--- DATA SUPPLIED Enclosed Below ---

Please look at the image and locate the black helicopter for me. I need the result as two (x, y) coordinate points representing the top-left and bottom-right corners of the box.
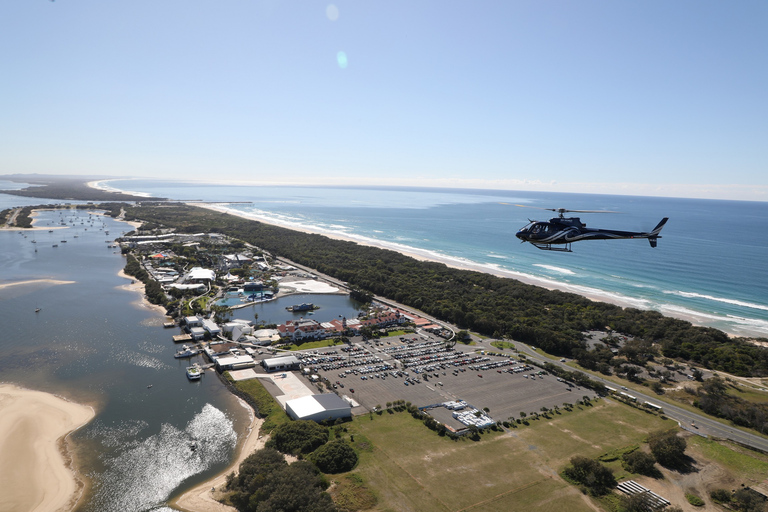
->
(514, 206), (668, 252)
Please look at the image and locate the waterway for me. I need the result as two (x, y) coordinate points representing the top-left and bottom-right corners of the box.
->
(0, 204), (360, 511)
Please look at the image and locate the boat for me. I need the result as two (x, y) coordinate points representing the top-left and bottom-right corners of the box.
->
(186, 364), (202, 380)
(52, 244), (58, 247)
(35, 308), (41, 313)
(286, 302), (319, 312)
(61, 240), (67, 243)
(175, 345), (199, 358)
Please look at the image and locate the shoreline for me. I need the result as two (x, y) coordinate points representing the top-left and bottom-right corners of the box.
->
(192, 203), (745, 337)
(0, 384), (95, 512)
(117, 268), (169, 315)
(170, 398), (267, 512)
(81, 181), (762, 338)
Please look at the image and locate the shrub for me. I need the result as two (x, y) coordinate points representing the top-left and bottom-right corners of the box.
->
(563, 456), (616, 495)
(686, 493), (705, 507)
(310, 439), (358, 474)
(709, 488), (732, 504)
(268, 420), (329, 455)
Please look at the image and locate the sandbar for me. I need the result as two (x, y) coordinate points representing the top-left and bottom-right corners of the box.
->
(0, 384), (95, 512)
(0, 278), (75, 290)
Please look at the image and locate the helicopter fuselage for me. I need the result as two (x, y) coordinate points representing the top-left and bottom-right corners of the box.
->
(516, 217), (668, 252)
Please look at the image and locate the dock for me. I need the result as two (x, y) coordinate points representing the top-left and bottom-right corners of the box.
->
(172, 333), (193, 343)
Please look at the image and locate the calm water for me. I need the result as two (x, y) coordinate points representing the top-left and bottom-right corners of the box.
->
(0, 203), (362, 511)
(100, 180), (768, 338)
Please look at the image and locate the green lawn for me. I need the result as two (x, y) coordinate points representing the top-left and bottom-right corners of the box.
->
(227, 373), (290, 433)
(339, 400), (673, 511)
(688, 436), (768, 482)
(287, 338), (346, 351)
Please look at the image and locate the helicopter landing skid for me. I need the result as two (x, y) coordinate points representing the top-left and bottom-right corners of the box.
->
(532, 243), (572, 252)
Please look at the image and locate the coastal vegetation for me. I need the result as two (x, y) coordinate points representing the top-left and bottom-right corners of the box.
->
(120, 203), (768, 378)
(122, 253), (168, 306)
(225, 447), (337, 512)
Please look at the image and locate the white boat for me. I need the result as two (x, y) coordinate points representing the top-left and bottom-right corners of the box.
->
(175, 345), (199, 358)
(186, 365), (202, 380)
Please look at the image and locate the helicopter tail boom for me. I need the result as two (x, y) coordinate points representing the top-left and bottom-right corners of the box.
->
(647, 217), (669, 248)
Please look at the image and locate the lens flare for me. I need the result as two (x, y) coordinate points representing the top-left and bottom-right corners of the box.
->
(326, 4), (339, 21)
(337, 51), (348, 69)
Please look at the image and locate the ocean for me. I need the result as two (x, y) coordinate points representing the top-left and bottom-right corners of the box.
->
(99, 179), (768, 338)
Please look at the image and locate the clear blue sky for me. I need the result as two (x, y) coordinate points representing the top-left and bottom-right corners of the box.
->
(2, 1), (766, 200)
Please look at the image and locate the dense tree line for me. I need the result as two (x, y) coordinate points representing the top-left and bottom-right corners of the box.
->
(123, 254), (168, 306)
(226, 447), (337, 512)
(121, 204), (768, 376)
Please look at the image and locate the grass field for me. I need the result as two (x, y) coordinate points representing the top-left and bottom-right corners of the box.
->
(227, 373), (290, 432)
(286, 338), (346, 351)
(688, 436), (768, 482)
(338, 399), (675, 511)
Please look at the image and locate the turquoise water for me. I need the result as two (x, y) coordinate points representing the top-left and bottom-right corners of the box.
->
(100, 180), (768, 338)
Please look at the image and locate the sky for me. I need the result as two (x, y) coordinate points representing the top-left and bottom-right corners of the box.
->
(1, 1), (767, 201)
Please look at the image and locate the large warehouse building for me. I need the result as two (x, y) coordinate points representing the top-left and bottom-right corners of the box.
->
(285, 394), (352, 423)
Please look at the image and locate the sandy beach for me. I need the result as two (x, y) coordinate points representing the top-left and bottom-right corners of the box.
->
(0, 384), (95, 512)
(117, 268), (169, 315)
(170, 402), (267, 512)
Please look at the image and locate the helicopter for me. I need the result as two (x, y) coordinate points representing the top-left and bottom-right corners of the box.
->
(513, 206), (668, 252)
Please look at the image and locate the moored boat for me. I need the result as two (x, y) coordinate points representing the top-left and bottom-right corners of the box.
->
(286, 302), (319, 312)
(175, 345), (199, 358)
(186, 364), (202, 380)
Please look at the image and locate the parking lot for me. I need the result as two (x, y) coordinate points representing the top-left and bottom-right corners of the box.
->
(290, 333), (596, 425)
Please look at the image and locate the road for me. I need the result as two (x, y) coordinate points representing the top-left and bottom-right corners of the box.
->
(275, 256), (768, 453)
(505, 341), (768, 453)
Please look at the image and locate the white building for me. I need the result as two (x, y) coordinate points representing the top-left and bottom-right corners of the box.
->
(285, 394), (352, 423)
(185, 316), (203, 328)
(186, 267), (215, 283)
(201, 318), (221, 337)
(215, 353), (256, 371)
(262, 355), (300, 372)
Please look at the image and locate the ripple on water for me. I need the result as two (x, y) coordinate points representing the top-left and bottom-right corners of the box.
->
(85, 404), (237, 512)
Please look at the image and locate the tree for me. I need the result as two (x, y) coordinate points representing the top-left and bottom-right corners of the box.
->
(227, 448), (337, 512)
(622, 450), (658, 476)
(309, 439), (358, 473)
(563, 456), (616, 495)
(648, 430), (687, 469)
(620, 491), (655, 512)
(733, 488), (766, 512)
(267, 420), (329, 455)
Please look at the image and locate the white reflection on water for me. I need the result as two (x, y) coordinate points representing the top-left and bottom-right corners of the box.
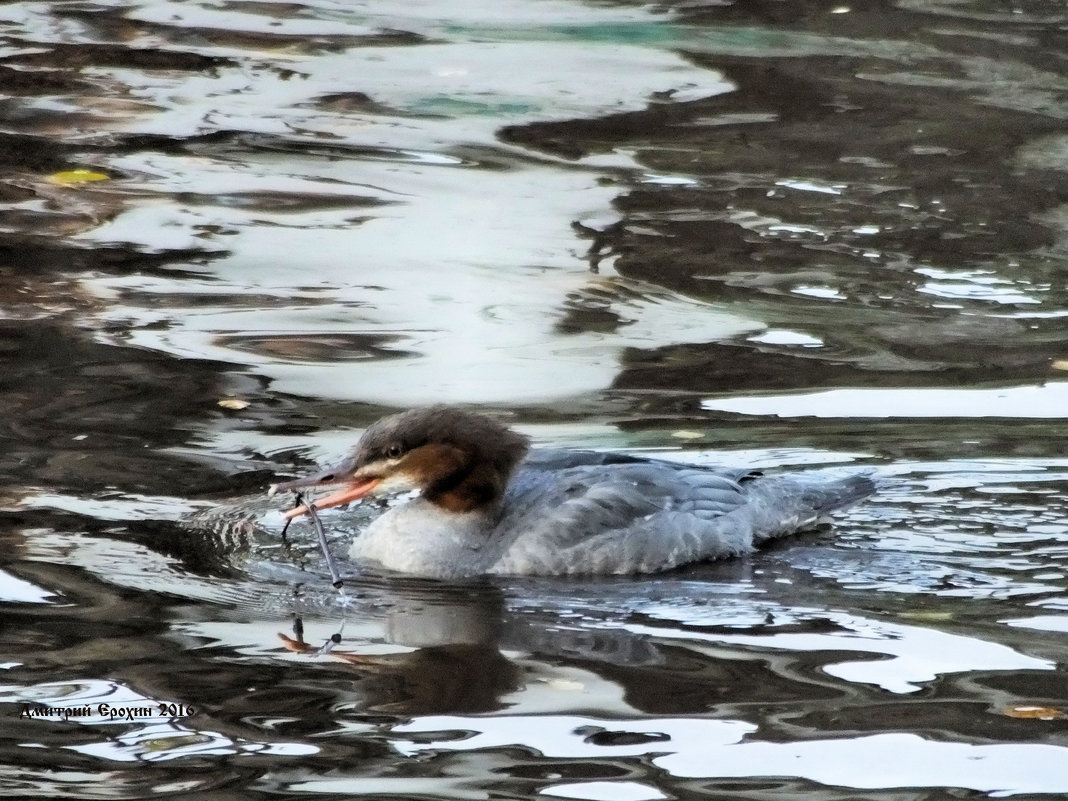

--- End of Enclosed DATA SUPPLIED ---

HOW TO COMPLETE THIS TASK: Every line of the records above that contains the word "white" should be counted, and only the total given.

PROBLEM SOLUTION: 3